(Selected excerpt Opens)
2. Maintain and deliver our essential public facing services to the best of our ability in compliance with public health advice.
3. Assist our ALBs (Arm’s-Length bodies) and other Delivery Partners in their management of the crisis.
4. Protect the safety and wellbeing of our people
For the most part, these are achievable but strong goals to be working towards. However, they are very vague and lack some clear direction beyond their well meaning intents. For example, while we now know that SMEs will be targeted, we do not know if there will be any further specification upon which SMEs will not be getting support and which will be rewarded. Will businesses who were failing before the pandemic be receiving the same kind of support as businesses who were succeeding before the pandemic? If so, we may need to see a rethink on the current strategy.
However, there was a section made which points out the need for extensive research to find out which sectors have been negatively affected by COVID-19. This section even went into detail explaining that there would be a need for stakeholder input, so that a true understanding of how this crisis has affected their businesses can be established. Research like this could also be done on a local level to ensure we see regionally diverse economic growth in the coming years. To be fair though, sectoral analysis is a brilliant starting point for our recovery to be viewed from.
Even without this analysis, it is obvious that one area in need of continued support is education. The Department for the Economy was clear in their support for keeping the workforce as skilled as it was before the pandemic. £800 million will be going towards skills and education. This will maintain the skills infrastructure project, ensure the continuation of the non-statutory training sector (through the Training for Success program) and will see continued investment in universities.
(Selected excerpt Closes)
Using the information:
a) Echo the commentary on the economic recovery plan word for word, starting at "2. Maintain and" and ending at "of the crisis.".
b) According to the commentary on the economic recovery plan, how much money will go toward skills and education?
c) Go on with the commentary on the economic recovery plan, picking up after its final sentence.
(Extracted information Opens)
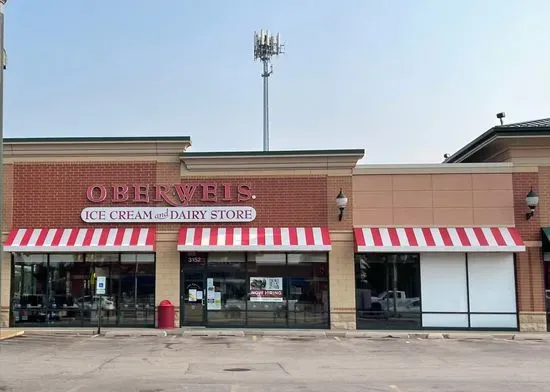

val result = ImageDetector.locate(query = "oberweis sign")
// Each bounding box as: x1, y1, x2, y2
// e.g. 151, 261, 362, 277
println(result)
80, 183, 256, 223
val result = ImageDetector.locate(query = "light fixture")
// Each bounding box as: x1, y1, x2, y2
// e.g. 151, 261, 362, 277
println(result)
497, 112, 506, 125
336, 188, 348, 221
525, 188, 539, 220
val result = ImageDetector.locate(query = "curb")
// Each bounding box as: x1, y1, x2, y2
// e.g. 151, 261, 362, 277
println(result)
0, 331, 25, 340
2, 328, 550, 342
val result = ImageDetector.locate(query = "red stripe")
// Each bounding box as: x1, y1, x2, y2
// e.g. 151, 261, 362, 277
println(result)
182, 227, 191, 245
19, 229, 34, 246
36, 229, 49, 246
130, 227, 141, 246
273, 227, 283, 245
225, 227, 234, 246
67, 228, 79, 246
4, 229, 19, 246
241, 227, 250, 245
98, 228, 111, 246
288, 227, 298, 246
52, 229, 64, 246
113, 227, 126, 246
193, 227, 202, 246
82, 229, 95, 246
491, 227, 508, 246
405, 227, 418, 246
422, 227, 435, 246
456, 227, 472, 246
508, 227, 524, 246
474, 227, 489, 246
208, 227, 218, 246
439, 227, 453, 246
321, 227, 332, 245
304, 227, 315, 245
258, 227, 265, 245
354, 227, 368, 246
370, 227, 384, 246
388, 227, 401, 246
145, 227, 157, 245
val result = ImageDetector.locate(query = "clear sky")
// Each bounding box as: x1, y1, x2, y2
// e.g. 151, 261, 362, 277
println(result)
4, 0, 550, 163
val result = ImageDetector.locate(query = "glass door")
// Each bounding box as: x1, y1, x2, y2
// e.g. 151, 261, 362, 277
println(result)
181, 271, 206, 326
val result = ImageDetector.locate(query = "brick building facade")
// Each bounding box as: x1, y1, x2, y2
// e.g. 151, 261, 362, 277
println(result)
0, 122, 550, 330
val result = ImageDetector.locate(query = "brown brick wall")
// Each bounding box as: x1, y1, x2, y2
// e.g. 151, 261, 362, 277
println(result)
10, 162, 332, 230
325, 176, 353, 230
513, 173, 550, 312
512, 173, 550, 241
13, 162, 156, 227
531, 166, 550, 227
516, 247, 546, 312
182, 176, 328, 227
2, 165, 13, 231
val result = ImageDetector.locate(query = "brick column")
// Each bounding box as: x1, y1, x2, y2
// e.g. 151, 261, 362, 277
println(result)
155, 231, 180, 327
512, 172, 546, 331
327, 176, 356, 329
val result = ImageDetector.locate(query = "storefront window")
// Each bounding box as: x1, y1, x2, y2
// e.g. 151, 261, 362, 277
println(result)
12, 253, 155, 326
181, 252, 329, 328
12, 254, 50, 324
208, 253, 247, 325
288, 253, 329, 327
355, 253, 421, 329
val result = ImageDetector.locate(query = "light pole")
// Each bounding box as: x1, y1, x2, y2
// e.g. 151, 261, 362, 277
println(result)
254, 30, 284, 151
0, 0, 7, 328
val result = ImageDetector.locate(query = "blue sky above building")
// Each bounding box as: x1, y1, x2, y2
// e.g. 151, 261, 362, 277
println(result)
5, 0, 550, 163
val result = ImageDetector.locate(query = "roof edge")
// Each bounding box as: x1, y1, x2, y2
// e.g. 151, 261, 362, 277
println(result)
4, 136, 191, 144
182, 149, 365, 159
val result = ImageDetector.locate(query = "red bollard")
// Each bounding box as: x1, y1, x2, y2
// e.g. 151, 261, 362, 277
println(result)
157, 299, 175, 329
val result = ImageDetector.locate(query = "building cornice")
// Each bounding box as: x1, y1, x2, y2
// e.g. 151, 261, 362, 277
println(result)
4, 137, 191, 163
181, 150, 364, 175
353, 162, 515, 175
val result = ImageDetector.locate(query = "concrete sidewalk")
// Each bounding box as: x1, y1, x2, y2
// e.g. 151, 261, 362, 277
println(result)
2, 328, 550, 341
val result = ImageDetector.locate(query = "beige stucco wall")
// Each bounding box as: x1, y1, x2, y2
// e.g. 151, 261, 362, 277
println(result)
353, 173, 514, 226
329, 231, 355, 329
155, 231, 180, 327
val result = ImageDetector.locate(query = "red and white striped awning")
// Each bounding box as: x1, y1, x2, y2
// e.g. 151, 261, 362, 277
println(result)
178, 227, 331, 252
355, 227, 525, 253
4, 227, 155, 253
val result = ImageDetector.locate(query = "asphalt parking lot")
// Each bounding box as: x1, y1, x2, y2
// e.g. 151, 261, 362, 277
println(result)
0, 334, 550, 392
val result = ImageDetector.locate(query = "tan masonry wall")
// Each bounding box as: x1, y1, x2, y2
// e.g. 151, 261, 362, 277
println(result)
353, 173, 514, 226
329, 231, 356, 329
513, 172, 550, 331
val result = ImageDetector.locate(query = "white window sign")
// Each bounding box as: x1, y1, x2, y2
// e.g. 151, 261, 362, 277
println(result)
95, 276, 107, 295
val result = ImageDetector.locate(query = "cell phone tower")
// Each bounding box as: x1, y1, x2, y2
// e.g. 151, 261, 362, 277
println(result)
254, 30, 284, 151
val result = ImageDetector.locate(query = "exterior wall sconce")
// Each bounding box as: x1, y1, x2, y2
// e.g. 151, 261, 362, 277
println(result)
525, 188, 539, 220
336, 188, 348, 221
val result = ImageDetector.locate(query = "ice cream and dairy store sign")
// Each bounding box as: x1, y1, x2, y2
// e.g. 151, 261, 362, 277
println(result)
80, 183, 256, 223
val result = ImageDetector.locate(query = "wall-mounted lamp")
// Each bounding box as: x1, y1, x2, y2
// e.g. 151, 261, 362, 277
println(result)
525, 188, 539, 220
336, 188, 348, 221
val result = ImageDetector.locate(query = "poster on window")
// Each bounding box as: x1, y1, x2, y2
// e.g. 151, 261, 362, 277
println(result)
250, 277, 283, 302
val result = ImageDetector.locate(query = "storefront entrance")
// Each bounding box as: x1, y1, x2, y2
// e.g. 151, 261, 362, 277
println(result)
180, 252, 329, 328
181, 270, 206, 326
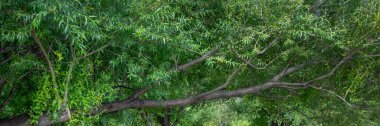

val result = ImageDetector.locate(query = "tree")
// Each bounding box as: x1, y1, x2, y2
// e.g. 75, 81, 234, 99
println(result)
0, 0, 380, 125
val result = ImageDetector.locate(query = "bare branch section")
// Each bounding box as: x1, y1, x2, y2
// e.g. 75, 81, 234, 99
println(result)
171, 45, 220, 71
31, 29, 60, 103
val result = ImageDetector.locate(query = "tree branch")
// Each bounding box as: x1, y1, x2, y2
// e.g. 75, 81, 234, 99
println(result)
257, 38, 278, 55
78, 43, 111, 61
31, 28, 60, 103
170, 45, 220, 71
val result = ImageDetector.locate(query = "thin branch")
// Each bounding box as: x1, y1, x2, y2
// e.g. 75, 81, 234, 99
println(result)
306, 53, 354, 84
257, 38, 278, 55
63, 45, 77, 107
310, 86, 357, 108
31, 28, 60, 103
269, 63, 306, 82
78, 43, 111, 61
0, 88, 16, 112
171, 45, 220, 71
173, 106, 185, 126
112, 85, 137, 90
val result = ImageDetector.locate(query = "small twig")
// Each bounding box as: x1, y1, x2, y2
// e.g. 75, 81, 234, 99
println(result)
257, 38, 278, 55
310, 86, 357, 108
78, 43, 111, 61
171, 45, 220, 71
31, 28, 60, 104
112, 85, 137, 90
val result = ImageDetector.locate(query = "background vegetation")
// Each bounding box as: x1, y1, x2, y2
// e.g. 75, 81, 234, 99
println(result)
0, 0, 380, 126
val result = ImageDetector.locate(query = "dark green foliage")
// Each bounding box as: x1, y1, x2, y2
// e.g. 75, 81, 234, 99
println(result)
0, 0, 380, 125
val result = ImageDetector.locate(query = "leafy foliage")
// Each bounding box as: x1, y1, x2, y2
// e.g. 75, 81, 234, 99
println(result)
0, 0, 380, 126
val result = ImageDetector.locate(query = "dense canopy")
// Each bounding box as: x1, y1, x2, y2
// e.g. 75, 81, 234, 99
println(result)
0, 0, 380, 126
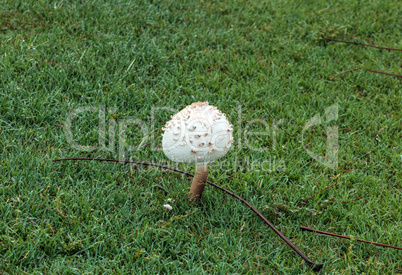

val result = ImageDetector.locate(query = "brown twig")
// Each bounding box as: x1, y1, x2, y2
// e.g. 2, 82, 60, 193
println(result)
329, 68, 402, 80
300, 226, 402, 250
365, 69, 402, 77
341, 33, 374, 44
325, 37, 402, 51
204, 60, 227, 73
53, 158, 323, 271
13, 31, 44, 45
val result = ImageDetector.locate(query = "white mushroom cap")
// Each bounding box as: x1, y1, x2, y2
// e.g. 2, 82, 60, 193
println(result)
162, 101, 233, 163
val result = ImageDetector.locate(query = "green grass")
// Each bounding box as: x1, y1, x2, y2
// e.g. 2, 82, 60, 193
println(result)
0, 0, 402, 274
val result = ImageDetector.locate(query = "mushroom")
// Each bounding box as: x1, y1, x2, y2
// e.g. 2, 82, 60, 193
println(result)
162, 101, 233, 201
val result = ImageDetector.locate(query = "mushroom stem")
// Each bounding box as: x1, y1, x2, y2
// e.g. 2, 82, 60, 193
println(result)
188, 164, 208, 202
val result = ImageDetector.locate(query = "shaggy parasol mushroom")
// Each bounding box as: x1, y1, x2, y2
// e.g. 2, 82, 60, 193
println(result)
162, 101, 233, 201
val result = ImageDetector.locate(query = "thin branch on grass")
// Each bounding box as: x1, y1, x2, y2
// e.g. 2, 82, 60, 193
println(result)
204, 60, 227, 73
341, 33, 374, 44
300, 226, 402, 250
329, 68, 402, 80
13, 31, 44, 45
365, 69, 402, 77
53, 158, 323, 271
324, 37, 402, 51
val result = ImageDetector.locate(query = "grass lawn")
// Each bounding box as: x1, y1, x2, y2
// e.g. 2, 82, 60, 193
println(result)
0, 0, 402, 274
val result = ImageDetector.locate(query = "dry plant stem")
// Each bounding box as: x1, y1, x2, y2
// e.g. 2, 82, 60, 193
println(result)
325, 38, 402, 51
188, 164, 208, 202
300, 226, 402, 250
53, 158, 323, 271
329, 68, 402, 80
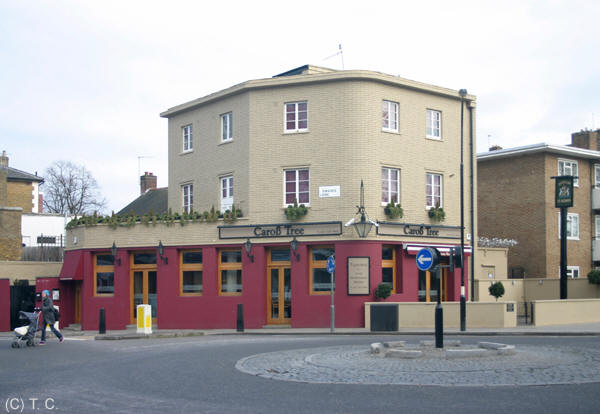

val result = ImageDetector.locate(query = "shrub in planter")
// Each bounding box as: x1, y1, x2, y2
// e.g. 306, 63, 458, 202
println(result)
489, 282, 504, 302
285, 199, 308, 220
428, 203, 446, 221
588, 270, 600, 285
375, 282, 392, 300
383, 201, 404, 219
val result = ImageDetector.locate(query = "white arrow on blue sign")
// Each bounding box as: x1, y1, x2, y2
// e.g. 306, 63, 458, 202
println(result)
327, 256, 335, 273
417, 248, 433, 272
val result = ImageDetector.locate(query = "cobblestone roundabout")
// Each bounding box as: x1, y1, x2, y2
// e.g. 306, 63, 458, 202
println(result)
236, 345, 600, 386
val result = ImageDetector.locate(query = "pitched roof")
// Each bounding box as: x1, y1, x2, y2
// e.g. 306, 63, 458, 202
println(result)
160, 65, 475, 118
0, 167, 44, 183
117, 187, 169, 216
477, 143, 600, 161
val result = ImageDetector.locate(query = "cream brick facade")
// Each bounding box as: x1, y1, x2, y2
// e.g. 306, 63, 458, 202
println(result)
161, 67, 475, 246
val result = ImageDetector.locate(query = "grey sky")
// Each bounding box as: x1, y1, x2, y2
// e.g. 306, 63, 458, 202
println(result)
0, 0, 600, 210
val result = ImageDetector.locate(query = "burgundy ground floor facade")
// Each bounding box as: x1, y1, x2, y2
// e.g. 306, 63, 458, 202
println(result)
45, 234, 470, 330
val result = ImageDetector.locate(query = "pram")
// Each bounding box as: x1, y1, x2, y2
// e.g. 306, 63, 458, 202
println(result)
10, 309, 41, 348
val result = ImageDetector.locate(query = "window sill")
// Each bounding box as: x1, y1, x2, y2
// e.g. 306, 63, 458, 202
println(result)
283, 129, 310, 135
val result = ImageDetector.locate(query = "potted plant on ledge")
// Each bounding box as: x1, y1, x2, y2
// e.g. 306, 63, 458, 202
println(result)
383, 201, 404, 219
285, 198, 308, 220
428, 203, 446, 222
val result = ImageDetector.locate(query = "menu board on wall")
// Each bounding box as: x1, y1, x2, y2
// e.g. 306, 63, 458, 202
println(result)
348, 257, 371, 295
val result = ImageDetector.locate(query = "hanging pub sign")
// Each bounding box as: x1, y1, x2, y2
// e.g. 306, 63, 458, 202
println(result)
554, 175, 573, 208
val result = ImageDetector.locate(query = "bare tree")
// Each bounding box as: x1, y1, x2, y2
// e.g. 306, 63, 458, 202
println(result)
43, 161, 106, 216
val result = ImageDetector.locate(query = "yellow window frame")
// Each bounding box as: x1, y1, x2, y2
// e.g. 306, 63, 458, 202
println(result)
179, 249, 204, 296
381, 244, 396, 293
308, 244, 335, 295
93, 252, 115, 297
217, 248, 244, 296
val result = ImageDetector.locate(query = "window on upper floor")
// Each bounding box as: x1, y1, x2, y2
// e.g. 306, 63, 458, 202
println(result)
381, 167, 400, 206
558, 266, 579, 279
221, 175, 233, 213
381, 101, 398, 132
181, 184, 194, 213
425, 173, 444, 209
284, 168, 310, 206
221, 112, 233, 142
426, 109, 442, 139
558, 213, 579, 240
558, 160, 579, 187
284, 101, 308, 132
181, 124, 194, 152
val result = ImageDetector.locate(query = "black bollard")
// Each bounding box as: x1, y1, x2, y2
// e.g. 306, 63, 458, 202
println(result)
236, 303, 244, 332
98, 308, 106, 334
435, 302, 444, 348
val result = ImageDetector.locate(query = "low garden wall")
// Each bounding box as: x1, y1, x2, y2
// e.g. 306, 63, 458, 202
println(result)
533, 299, 600, 326
365, 301, 517, 329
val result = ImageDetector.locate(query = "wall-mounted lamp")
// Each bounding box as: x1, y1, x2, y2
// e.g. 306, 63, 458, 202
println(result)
158, 240, 169, 264
244, 239, 254, 263
290, 236, 300, 262
110, 241, 121, 266
346, 180, 379, 238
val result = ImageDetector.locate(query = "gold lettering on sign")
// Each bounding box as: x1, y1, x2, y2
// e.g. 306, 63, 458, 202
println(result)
348, 257, 370, 295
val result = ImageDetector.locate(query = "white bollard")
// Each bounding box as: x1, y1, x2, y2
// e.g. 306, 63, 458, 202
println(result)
136, 305, 152, 335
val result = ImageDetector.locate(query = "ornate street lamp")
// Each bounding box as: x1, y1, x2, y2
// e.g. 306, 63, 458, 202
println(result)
290, 236, 300, 262
158, 240, 169, 264
244, 238, 254, 263
458, 89, 472, 331
110, 241, 121, 266
346, 180, 378, 238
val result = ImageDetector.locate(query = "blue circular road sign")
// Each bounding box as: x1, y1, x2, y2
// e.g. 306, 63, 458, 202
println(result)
417, 247, 438, 272
327, 256, 335, 273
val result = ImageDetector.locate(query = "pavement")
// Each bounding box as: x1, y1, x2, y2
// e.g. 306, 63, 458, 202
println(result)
0, 323, 600, 340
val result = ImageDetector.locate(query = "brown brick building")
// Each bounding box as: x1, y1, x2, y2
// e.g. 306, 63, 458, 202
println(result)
0, 151, 44, 260
477, 130, 600, 278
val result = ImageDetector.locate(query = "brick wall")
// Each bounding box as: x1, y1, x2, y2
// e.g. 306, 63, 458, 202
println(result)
545, 154, 594, 278
477, 153, 594, 278
0, 207, 23, 260
6, 181, 33, 213
477, 154, 549, 277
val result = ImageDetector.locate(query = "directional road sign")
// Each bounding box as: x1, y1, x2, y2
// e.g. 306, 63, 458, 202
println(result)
417, 247, 439, 272
327, 256, 335, 273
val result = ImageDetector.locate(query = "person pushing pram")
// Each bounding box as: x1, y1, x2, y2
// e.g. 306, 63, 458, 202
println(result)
40, 290, 65, 345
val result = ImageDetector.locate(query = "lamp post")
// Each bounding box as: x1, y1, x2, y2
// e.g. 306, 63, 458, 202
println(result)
110, 241, 121, 266
346, 180, 377, 239
458, 89, 467, 331
244, 238, 254, 263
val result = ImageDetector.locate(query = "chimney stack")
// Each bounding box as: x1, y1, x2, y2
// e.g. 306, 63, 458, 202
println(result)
140, 171, 157, 194
0, 150, 8, 167
571, 129, 600, 151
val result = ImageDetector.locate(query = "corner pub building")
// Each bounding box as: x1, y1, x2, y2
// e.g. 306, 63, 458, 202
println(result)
49, 65, 476, 330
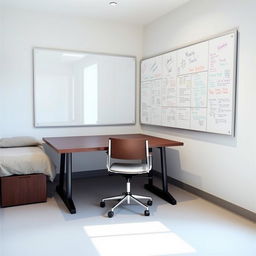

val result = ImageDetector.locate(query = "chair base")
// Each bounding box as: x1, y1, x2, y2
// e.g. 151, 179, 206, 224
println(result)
100, 178, 152, 217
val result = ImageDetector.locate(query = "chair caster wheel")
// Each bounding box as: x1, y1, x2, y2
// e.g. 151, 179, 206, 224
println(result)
147, 200, 153, 206
108, 211, 114, 218
144, 210, 150, 216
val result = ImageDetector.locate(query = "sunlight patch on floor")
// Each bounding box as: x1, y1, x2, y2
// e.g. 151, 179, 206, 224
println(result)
84, 221, 196, 256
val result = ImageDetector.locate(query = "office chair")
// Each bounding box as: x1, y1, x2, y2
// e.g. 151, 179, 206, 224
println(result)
100, 138, 152, 218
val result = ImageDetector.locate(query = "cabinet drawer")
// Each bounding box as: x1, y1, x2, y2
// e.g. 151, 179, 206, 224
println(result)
0, 174, 46, 207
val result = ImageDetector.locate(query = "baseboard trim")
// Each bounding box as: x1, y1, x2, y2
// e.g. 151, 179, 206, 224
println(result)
153, 170, 256, 222
56, 169, 256, 222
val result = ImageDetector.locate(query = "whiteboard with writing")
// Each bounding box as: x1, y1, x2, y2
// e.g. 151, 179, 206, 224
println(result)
140, 30, 237, 136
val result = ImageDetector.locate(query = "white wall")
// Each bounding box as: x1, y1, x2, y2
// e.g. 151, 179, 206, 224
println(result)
142, 0, 256, 211
0, 9, 142, 171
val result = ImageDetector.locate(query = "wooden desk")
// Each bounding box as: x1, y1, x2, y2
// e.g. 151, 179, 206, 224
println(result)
43, 134, 183, 213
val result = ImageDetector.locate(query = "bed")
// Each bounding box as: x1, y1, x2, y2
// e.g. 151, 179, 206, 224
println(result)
0, 137, 55, 181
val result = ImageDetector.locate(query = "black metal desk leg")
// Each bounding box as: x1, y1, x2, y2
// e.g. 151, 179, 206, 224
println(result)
56, 154, 65, 191
57, 153, 76, 214
148, 148, 153, 186
160, 147, 168, 193
145, 147, 177, 205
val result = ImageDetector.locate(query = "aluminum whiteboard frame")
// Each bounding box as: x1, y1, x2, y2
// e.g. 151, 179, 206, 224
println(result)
139, 27, 238, 137
32, 47, 138, 128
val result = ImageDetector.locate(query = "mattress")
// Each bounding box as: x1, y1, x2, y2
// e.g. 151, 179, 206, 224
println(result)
0, 146, 56, 181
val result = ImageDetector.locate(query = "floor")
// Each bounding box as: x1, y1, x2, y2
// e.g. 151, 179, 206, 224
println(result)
0, 176, 256, 256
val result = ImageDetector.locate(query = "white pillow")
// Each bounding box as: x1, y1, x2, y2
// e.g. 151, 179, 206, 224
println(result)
0, 136, 42, 148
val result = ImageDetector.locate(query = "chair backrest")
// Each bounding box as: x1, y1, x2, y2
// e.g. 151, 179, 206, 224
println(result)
107, 138, 152, 171
109, 138, 148, 160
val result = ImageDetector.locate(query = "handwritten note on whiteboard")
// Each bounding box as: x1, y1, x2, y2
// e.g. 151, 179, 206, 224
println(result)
141, 30, 237, 135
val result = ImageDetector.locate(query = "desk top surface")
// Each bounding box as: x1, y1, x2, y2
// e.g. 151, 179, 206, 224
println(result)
43, 134, 183, 153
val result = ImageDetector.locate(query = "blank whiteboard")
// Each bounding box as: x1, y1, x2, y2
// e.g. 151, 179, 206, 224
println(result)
140, 30, 237, 136
34, 48, 136, 127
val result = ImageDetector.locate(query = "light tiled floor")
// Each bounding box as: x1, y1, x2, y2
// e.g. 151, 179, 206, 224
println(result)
0, 176, 256, 256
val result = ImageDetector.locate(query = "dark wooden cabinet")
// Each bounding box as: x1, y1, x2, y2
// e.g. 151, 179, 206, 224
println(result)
0, 174, 47, 207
(Extracted information Closes)
Your written answers:
a)
2. Maintain and deliver our essential public facing services to the best of our ability in compliance with public health advice.
3. Assist our ALBs (Arm’s-Length bodies) and other Delivery Partners in their management of the crisis.

b) £800 million

c)
-Conclusion
Overall, the actions taken so far have been admirable, especially considering they did not receive enough money to do everything they probably would have liked to do (with there being clear issues getting a new budget through Stormont). Yet, the strategy misses some nuance in its approach which could help us better guide the economy in the coming years and months. Things like not tracking regional development, providing blanket support for SMEs and the lack of preparation taken in securing supply lines have been somewhat disappointing. However, there is still time to improve their current strategy and the methods listed above are not the only method of seeing economic recovery (just the most obvious found in my research). It is the cruel reality of politics that a strategy is only good if it succeeds. If it turns out to be the wrong approach, despite its good intentions, it will be mocked even with the public's general apathy at the time the strategy was actually created. Only time will tell if this is the right or wrong approach.